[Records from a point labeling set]
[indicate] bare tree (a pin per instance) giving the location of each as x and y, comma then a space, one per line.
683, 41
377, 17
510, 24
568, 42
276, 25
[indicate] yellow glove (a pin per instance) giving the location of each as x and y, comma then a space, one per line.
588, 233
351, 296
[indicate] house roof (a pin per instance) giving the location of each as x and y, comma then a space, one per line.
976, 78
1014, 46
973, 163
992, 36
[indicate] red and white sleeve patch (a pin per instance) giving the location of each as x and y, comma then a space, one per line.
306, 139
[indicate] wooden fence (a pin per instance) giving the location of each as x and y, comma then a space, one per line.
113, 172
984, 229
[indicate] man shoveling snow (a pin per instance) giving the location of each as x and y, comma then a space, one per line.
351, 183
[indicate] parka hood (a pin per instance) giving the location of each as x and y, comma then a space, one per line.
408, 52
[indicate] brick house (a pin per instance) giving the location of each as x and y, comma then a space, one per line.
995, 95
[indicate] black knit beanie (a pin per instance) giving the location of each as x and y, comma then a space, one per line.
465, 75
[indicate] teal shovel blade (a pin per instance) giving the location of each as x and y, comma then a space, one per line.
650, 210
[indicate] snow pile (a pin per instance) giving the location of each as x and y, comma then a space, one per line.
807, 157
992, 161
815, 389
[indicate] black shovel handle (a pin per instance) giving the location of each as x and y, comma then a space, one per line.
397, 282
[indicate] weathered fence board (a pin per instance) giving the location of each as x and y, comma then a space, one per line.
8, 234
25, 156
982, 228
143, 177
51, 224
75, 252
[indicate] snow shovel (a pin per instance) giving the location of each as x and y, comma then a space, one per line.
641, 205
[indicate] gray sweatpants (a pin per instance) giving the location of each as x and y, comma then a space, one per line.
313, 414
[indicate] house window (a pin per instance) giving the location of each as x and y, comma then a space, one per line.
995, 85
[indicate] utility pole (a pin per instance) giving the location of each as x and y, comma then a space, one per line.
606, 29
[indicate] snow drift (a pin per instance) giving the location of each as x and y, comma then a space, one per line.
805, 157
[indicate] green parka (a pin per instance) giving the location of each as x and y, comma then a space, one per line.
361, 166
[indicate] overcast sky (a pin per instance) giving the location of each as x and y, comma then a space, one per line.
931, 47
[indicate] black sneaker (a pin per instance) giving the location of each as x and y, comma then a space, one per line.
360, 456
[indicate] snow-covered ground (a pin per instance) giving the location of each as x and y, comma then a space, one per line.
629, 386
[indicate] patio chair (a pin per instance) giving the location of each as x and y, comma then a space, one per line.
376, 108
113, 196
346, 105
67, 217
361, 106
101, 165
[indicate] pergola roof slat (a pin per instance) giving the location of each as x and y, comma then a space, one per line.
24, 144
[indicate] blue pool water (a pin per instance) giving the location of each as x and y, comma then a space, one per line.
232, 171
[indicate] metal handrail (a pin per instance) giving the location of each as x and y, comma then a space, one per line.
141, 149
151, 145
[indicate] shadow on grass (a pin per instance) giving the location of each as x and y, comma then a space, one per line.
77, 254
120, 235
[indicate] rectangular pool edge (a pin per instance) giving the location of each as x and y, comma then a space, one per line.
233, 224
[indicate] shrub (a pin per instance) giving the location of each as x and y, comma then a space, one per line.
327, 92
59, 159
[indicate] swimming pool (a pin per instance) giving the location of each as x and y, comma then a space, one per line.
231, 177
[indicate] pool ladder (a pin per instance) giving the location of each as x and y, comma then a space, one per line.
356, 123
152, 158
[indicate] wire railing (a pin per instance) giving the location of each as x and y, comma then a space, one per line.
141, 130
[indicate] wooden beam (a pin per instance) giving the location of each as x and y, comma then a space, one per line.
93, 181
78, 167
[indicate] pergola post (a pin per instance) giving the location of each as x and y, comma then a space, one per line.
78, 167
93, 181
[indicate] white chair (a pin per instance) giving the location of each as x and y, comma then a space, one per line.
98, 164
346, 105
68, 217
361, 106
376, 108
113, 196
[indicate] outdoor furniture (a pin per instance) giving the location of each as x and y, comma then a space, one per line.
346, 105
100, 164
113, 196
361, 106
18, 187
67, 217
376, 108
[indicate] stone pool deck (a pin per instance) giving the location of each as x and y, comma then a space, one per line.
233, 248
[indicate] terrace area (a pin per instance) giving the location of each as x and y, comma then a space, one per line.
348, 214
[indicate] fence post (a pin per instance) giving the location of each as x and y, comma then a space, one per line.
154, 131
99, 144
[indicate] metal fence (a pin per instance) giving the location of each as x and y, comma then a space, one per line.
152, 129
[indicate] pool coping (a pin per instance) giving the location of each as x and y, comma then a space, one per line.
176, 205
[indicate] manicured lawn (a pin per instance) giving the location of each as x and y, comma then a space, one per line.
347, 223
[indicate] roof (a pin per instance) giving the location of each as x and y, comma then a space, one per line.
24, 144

Work instructions
Retype only the lines running from the line with "[indicate] wooden beam" to the end of the listing, including both of those lines.

Finished answer
[indicate] wooden beam (a pin per instance) giving the location of each as x and y, comma then a space, one per line.
93, 181
78, 167
[indicate] pergola post (a pin per instance) giving the location of each as x and y, comma then a space, one per line.
78, 167
93, 181
[indicate] white chair (a pin per instance) giving the location of each as x and y, comma then a space, one per line.
98, 164
346, 105
68, 217
361, 106
376, 108
113, 196
[indicate] outdoor furniture (a pin per instance) giving the location of each as x and y, comma then a space, one per line.
346, 105
100, 164
113, 196
361, 106
18, 187
67, 217
376, 108
[indicate] stone pool deck (a pin per instance) giving the location of each as x and y, comma then a space, one per line.
233, 248
[indicate] terrace area (a pin per instance) giving the location of each as x and y, comma then a space, one per line.
348, 214
[indicate] fence post (a pin per instance) giving the location of each as x and y, comma then a space, one per line.
154, 131
99, 144
[indicate] metal fence (a pin per instance) giving the location of each as x and y, comma then a space, one per line.
152, 129
[indicate] pool coping (a pin per instance) giving the location of each as x and y, comma then a space, one per line.
176, 205
[indicate] manicured lawn (a pin per instance) giving the location of each as x and y, comma then a space, one per line.
347, 223
[indicate] roof (a pin per instance) giving the location of each as x and y, comma then a space, one per line.
24, 144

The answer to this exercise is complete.